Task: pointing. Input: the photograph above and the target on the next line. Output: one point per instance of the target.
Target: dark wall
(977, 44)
==
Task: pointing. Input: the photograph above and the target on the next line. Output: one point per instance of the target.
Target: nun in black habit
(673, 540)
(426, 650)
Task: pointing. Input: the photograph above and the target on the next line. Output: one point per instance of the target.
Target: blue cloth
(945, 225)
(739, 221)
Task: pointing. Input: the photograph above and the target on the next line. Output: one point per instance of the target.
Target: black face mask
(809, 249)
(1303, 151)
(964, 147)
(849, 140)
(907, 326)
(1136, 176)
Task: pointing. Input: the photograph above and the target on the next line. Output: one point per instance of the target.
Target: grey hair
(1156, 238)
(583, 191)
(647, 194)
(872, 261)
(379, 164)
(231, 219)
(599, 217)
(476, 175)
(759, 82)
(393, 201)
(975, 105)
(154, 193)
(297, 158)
...
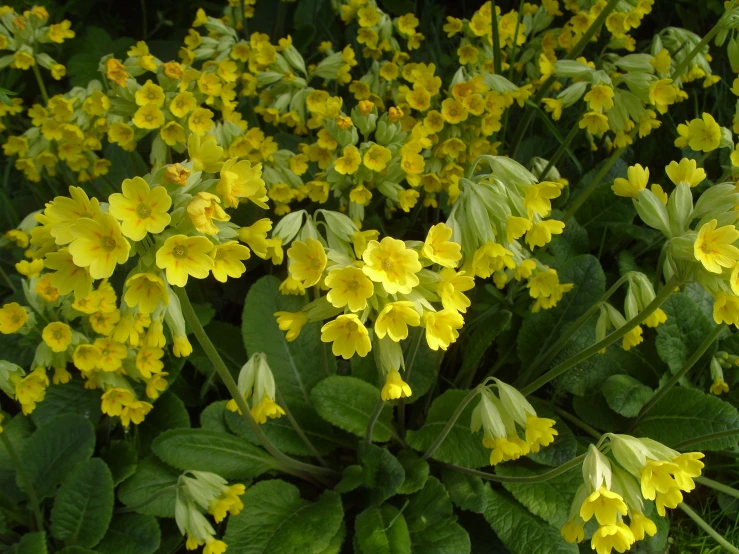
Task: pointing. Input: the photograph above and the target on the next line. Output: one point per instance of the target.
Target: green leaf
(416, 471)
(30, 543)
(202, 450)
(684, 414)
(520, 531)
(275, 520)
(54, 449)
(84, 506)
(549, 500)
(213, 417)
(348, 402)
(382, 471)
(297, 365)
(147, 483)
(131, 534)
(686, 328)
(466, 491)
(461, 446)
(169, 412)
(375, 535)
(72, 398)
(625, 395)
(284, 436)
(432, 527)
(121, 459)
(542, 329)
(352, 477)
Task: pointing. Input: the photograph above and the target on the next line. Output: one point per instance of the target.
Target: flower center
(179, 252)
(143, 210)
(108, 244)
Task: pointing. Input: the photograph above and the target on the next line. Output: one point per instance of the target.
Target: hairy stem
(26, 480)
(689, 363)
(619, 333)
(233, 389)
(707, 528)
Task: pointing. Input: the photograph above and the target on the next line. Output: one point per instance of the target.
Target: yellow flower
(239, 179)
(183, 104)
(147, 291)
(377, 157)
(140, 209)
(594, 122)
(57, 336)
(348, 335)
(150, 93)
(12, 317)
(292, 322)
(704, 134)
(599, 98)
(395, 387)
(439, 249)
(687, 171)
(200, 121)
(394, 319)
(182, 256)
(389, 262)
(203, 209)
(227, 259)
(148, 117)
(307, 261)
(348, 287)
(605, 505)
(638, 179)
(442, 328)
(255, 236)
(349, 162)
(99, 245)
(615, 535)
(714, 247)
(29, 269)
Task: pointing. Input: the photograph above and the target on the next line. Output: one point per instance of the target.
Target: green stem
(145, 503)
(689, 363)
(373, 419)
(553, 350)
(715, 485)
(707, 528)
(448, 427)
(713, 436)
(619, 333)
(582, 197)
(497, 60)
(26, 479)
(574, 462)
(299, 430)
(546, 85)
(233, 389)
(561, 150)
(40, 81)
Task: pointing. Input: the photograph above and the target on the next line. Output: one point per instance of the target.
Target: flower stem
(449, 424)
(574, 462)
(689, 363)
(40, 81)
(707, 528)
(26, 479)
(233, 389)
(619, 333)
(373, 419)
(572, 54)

§ Aim: Count the lines of the data above that contain the string "flower" and reply with that number alone.

§ Solution to this problem: 3